** SOURCE DOCUMENT **
════
Regex examples - Page 53

Pavulon · 03-19-2025, 07:10 PM

Good evening, Haudek,

Got it.
Problem solved.
Thanks for everything.

ElMiko · 03-27-2025, 08:58 PM

Is there a way to match numbers that are between repeated characters?

For example to match the numbers in:

Code:

<p class="lorem">.........6.........</p>

<p class="lorem">____8___</p>

<p class="lorem">----------3-------</p>

Something like:

Code:

<p.*?>[_-\]*?\K[0-9](?=[_-\]*?</p>)

Except that would match strings like:

Code:

<p class="lorem">_._--__8..----</p>

and would fail to match strings like:

Code:

<p class="lorem">****8***</p>

when what I'm trying to do is match numbers nested within ANY repeated string of characters.

Karellen · 03-27-2025, 09:30 PM

Quote:

Originally Posted by ElMiko

I assume you want to capture the number to reuse.

PHP Code:


			
\.+(\d+)\.+

Then change the \. to match whatever other character you want to find.

ElMiko · 03-27-2025, 09:42 PM

Quote:

Originally Posted by Karellen

I assume you want to capture the number to reuse.

PHP Code:


			
\.+(\d+)\.+

Then change the \. to match whatever other character you want to find.

One of the things I'm trying to solve for is when I don't know what the repeating character is, only that it is repeating. It could be a period or a hyphen or the letter "a"... literally anything (except a number).

Karellen · 03-27-2025, 09:49 PM

Quote:

Originally Posted by ElMiko

when what I'm trying to do is match numbers nested within ANY repeated string of characters.

Oops. Missed this last line. Thought it was part of your signature.

Try...

PHP Code:


			
>\p{P}+(\d+)\p{P}+<

ElMiko · 03-28-2025, 12:30 AM

Quote:

Originally Posted by Karellen

Oops. Missed this last line. Thought it was part of your signature.

Try...

PHP Code:


			
>\p{P}+(\d+)\p{P}+<

So, this is similar to the second problem i ran into my sample regex. Namely, it'll match ANY string (repeated or not) with a nested number. eg:

Code:

<p class="lorem">_._--__8..----</p>

I'm trying to only find numbers nested between a repeated character, not numbers nested between any characters.

Haudek · 03-28-2025, 03:34 AM

Quote:

Originally Posted by ElMiko

I'm trying to only find numbers nested between a repeated character, not numbers nested between any characters.

I think I understand what you need.
════
** INFORMATION GIVEN **
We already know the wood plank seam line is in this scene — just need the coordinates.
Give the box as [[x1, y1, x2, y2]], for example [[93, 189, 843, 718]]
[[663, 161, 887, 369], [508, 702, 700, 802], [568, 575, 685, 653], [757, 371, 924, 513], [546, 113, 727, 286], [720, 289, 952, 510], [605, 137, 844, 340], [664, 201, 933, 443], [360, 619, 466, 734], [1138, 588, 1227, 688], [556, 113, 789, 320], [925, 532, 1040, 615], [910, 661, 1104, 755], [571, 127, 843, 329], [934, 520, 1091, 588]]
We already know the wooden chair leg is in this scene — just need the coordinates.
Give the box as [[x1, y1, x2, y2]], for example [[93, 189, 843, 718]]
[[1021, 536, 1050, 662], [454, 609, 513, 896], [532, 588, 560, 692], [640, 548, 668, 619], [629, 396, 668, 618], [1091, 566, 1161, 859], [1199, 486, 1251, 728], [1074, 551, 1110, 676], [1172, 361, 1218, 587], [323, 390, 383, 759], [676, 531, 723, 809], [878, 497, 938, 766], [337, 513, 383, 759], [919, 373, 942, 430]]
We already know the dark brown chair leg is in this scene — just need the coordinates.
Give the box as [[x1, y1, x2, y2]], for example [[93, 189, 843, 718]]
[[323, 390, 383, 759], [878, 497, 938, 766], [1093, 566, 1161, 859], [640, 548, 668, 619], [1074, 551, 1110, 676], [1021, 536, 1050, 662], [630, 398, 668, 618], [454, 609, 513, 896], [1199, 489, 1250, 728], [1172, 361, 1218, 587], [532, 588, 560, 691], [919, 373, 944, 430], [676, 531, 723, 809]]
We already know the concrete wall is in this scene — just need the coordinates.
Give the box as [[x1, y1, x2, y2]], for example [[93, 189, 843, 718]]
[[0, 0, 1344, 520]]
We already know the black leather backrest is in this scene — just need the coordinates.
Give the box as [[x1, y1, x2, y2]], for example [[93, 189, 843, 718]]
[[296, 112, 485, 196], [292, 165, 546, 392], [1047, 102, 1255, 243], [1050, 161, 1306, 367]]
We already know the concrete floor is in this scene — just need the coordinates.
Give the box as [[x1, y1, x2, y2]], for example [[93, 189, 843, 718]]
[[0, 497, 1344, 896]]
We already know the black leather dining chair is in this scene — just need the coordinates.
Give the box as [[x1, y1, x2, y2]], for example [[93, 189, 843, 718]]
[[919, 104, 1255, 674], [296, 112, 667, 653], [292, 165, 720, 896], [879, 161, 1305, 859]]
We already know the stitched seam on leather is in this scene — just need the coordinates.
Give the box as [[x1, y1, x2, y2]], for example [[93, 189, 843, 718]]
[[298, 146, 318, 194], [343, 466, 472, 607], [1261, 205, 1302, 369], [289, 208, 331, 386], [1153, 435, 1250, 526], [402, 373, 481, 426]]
════
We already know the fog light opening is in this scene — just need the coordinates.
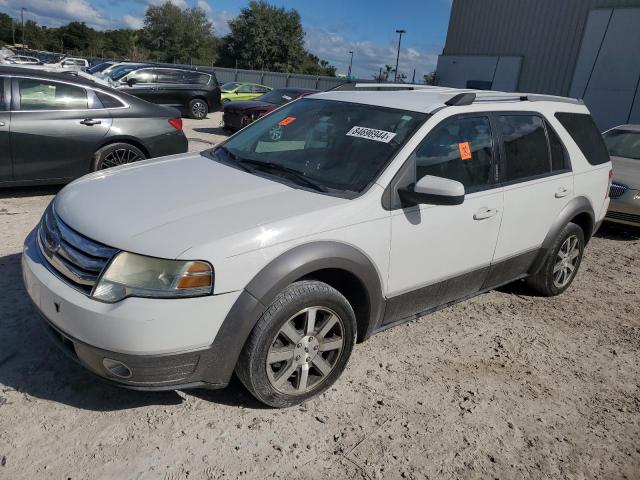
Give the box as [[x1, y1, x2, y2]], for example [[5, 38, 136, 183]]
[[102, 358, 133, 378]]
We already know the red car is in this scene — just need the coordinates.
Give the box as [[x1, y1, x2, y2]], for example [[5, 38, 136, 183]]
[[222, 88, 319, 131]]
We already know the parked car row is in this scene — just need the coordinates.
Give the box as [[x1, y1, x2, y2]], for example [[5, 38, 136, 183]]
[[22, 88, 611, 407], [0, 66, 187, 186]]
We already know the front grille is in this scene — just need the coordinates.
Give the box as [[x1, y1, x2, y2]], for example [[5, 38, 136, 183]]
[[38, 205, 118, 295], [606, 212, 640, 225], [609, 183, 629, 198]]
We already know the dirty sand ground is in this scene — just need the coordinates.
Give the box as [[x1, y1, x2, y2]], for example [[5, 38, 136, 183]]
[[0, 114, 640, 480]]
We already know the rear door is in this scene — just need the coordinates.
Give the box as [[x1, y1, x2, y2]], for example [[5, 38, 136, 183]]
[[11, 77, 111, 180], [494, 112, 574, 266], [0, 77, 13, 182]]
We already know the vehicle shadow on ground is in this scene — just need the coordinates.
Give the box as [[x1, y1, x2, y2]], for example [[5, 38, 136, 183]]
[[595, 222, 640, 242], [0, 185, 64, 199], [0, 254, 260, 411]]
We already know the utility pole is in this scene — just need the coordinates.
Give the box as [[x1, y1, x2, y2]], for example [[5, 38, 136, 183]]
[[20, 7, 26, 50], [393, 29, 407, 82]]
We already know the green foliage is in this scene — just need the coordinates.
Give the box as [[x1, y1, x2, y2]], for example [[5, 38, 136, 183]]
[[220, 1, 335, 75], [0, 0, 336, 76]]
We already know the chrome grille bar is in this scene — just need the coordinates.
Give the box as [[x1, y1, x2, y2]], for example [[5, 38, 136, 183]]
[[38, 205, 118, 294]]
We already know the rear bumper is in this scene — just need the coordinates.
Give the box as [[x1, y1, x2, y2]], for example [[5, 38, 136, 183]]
════
** TASK DIRECTIONS **
Please return everything in the regex forum thread from "Haudek · 03-28-2025, 03:34" down to "what you need.", copied word for word.

** OUTPUT BELOW **
Haudek · 03-28-2025, 03:34 AM

Quote:

Originally Posted by ElMiko

I'm trying to only find numbers nested between a repeated character, not numbers nested between any characters.

I think I understand what you need.